### ПРЕДЛОЖЕННЫЙ ОТРЫВОК
──────

И вдруг Толстой выпалил одну из своих неожиданностей:

– Да, конечно, все люди братья, – с точно виноватой улыбкой сказал он, – но если мне нужна шапка, а рядом две лавки Иванова и Зильберштейна, то я все же пойду к… Иванову…

На другой день вечером я попросил Толстого позволения вернуться ко вчерашней беседе.

– Пожалуйста, пожалуйста… – отвечал он. – Это мне нужно так же, как и вам…

– Меня смущает одно противоречие, которое заметно и у Христа, и у вас, и у всех нас… – сказал я. – Мне кажется, что мы мало останавливаемся вниманием на Его мысли, что «царство мое не от мира сего». А это очень важно. Если мы сопоставим эту мысль с другой его мыслью, выраженной

в Его словах «царство Божие внутрь вас есть», то…

– Постойте, я вас перебью… – сказал Толстой. – Прежде всего, что вы разумеете под царствием Божиим?

──────

### ИСХОДНЫЕ ДАННЫЕ

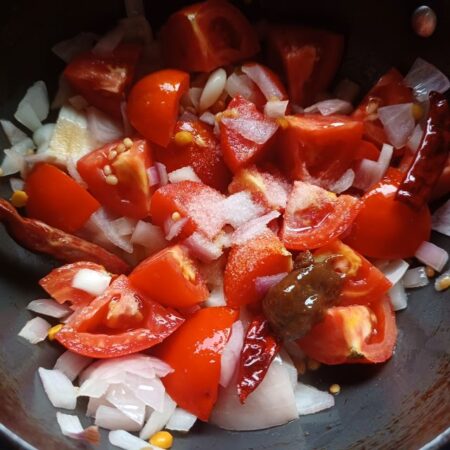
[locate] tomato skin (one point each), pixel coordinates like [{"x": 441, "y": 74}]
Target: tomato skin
[
  {"x": 194, "y": 352},
  {"x": 103, "y": 80},
  {"x": 57, "y": 199},
  {"x": 264, "y": 255},
  {"x": 207, "y": 35},
  {"x": 153, "y": 104},
  {"x": 390, "y": 89},
  {"x": 309, "y": 59},
  {"x": 318, "y": 148},
  {"x": 203, "y": 154},
  {"x": 239, "y": 152},
  {"x": 185, "y": 197},
  {"x": 386, "y": 228},
  {"x": 354, "y": 334},
  {"x": 58, "y": 283},
  {"x": 314, "y": 216},
  {"x": 90, "y": 331},
  {"x": 171, "y": 278},
  {"x": 362, "y": 280},
  {"x": 131, "y": 195}
]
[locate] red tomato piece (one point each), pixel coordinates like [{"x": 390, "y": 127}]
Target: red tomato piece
[
  {"x": 264, "y": 255},
  {"x": 57, "y": 199},
  {"x": 314, "y": 216},
  {"x": 270, "y": 189},
  {"x": 238, "y": 151},
  {"x": 258, "y": 351},
  {"x": 195, "y": 201},
  {"x": 363, "y": 281},
  {"x": 309, "y": 59},
  {"x": 58, "y": 283},
  {"x": 171, "y": 278},
  {"x": 207, "y": 35},
  {"x": 119, "y": 322},
  {"x": 317, "y": 148},
  {"x": 130, "y": 195},
  {"x": 390, "y": 89},
  {"x": 194, "y": 352},
  {"x": 203, "y": 154},
  {"x": 353, "y": 334},
  {"x": 103, "y": 80},
  {"x": 153, "y": 104},
  {"x": 385, "y": 227}
]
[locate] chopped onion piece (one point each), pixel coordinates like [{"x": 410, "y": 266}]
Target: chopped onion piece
[
  {"x": 49, "y": 307},
  {"x": 263, "y": 284},
  {"x": 416, "y": 277},
  {"x": 398, "y": 296},
  {"x": 113, "y": 419},
  {"x": 441, "y": 219},
  {"x": 158, "y": 419},
  {"x": 71, "y": 364},
  {"x": 181, "y": 420},
  {"x": 59, "y": 389},
  {"x": 14, "y": 134},
  {"x": 35, "y": 330},
  {"x": 398, "y": 122},
  {"x": 127, "y": 441},
  {"x": 331, "y": 106},
  {"x": 186, "y": 173},
  {"x": 213, "y": 89},
  {"x": 395, "y": 270},
  {"x": 68, "y": 49},
  {"x": 91, "y": 281},
  {"x": 423, "y": 78},
  {"x": 310, "y": 400},
  {"x": 102, "y": 128},
  {"x": 275, "y": 108},
  {"x": 231, "y": 353},
  {"x": 432, "y": 255}
]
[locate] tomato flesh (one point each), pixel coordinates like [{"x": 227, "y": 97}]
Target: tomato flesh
[
  {"x": 153, "y": 104},
  {"x": 207, "y": 35},
  {"x": 103, "y": 80},
  {"x": 194, "y": 352},
  {"x": 119, "y": 322},
  {"x": 262, "y": 256},
  {"x": 57, "y": 199},
  {"x": 130, "y": 195},
  {"x": 171, "y": 278},
  {"x": 386, "y": 228}
]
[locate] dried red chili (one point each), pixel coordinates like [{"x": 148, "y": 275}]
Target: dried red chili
[
  {"x": 429, "y": 161},
  {"x": 260, "y": 347},
  {"x": 42, "y": 238}
]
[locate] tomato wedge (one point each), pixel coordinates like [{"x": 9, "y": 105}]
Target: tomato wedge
[
  {"x": 207, "y": 35},
  {"x": 353, "y": 334},
  {"x": 240, "y": 121},
  {"x": 202, "y": 153},
  {"x": 317, "y": 148},
  {"x": 309, "y": 59},
  {"x": 119, "y": 322},
  {"x": 362, "y": 280},
  {"x": 390, "y": 89},
  {"x": 154, "y": 102},
  {"x": 103, "y": 80},
  {"x": 386, "y": 228},
  {"x": 194, "y": 352},
  {"x": 57, "y": 199},
  {"x": 314, "y": 216},
  {"x": 171, "y": 278},
  {"x": 128, "y": 192},
  {"x": 262, "y": 256},
  {"x": 58, "y": 283}
]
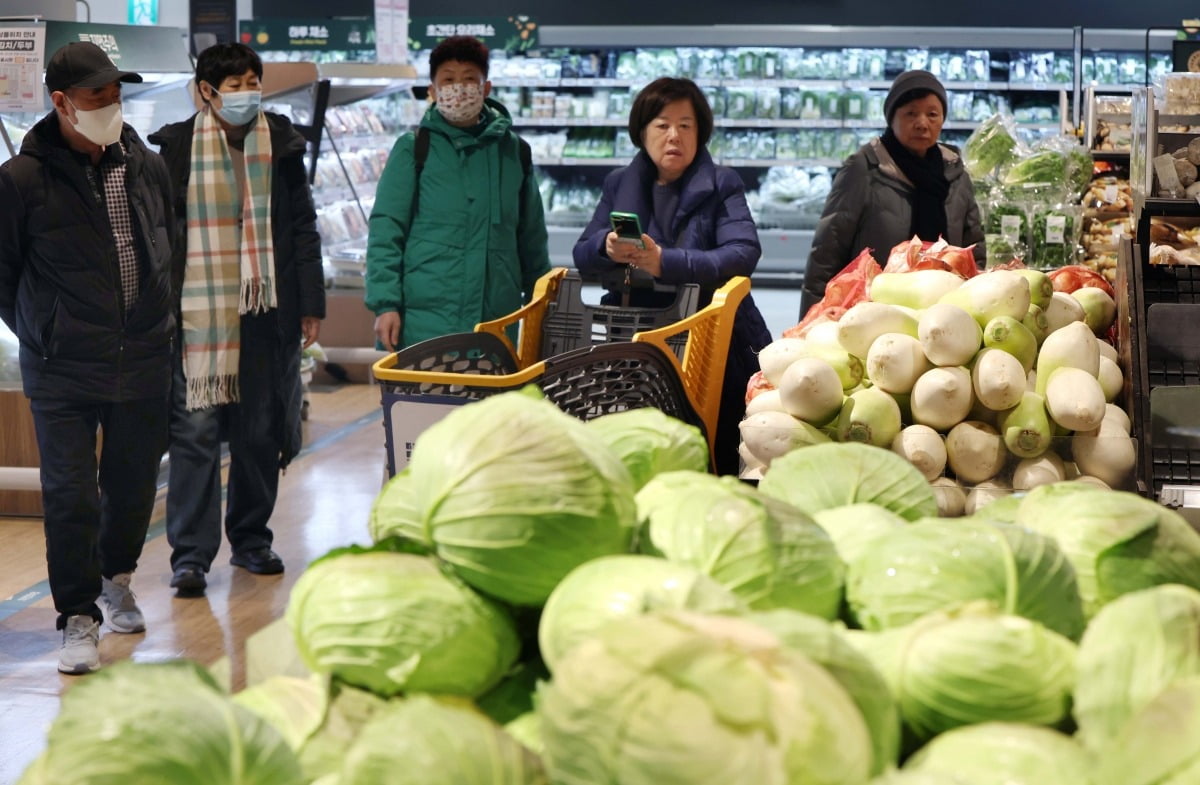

──────

### ЗАДАНИЯ УПРАЖНЕНИЯ
(1) К кому, согласно отрывку о беседе с Толстым, Толстой всё же пойдёт за шапкой, если рядом две лавки?
(2) Продолжите отрывок о беседе с Толстым, начав сразу после последней реплики Толстого.

### ОТВЕТЫ ПО ЗАДАНИЯМ
(1) К Иванову.

(2)
– Я и хотел сейчас дать определение его, вытекающее, по моему мнению, из соединения этих двух положений Христа… – отвечал я. – Царствие Божие, по Его мысли, как я ее понимаю, не есть что-то внешнее, какое-то идеальное царство равенства всех, свободы и прочее, потому что он усиленно подчеркивает свою мысль: «царство Мое не здесь и не там, но внутрь вас есть». Значит, царствие Божие есть такое духовное состояние, при котором человек испытывает непоколебимое душевное блаженство, независимо ни от каких внешних условий. Так?

– Так.

– А если это так, то как связать с этим пониманием царствия Божия, независимого от мира сего, все эти наши обличения богатых, правительства, эту проповедь земельной реформы по Г. Джорджу, словом, это постоянное вмешательство в дела мира сего?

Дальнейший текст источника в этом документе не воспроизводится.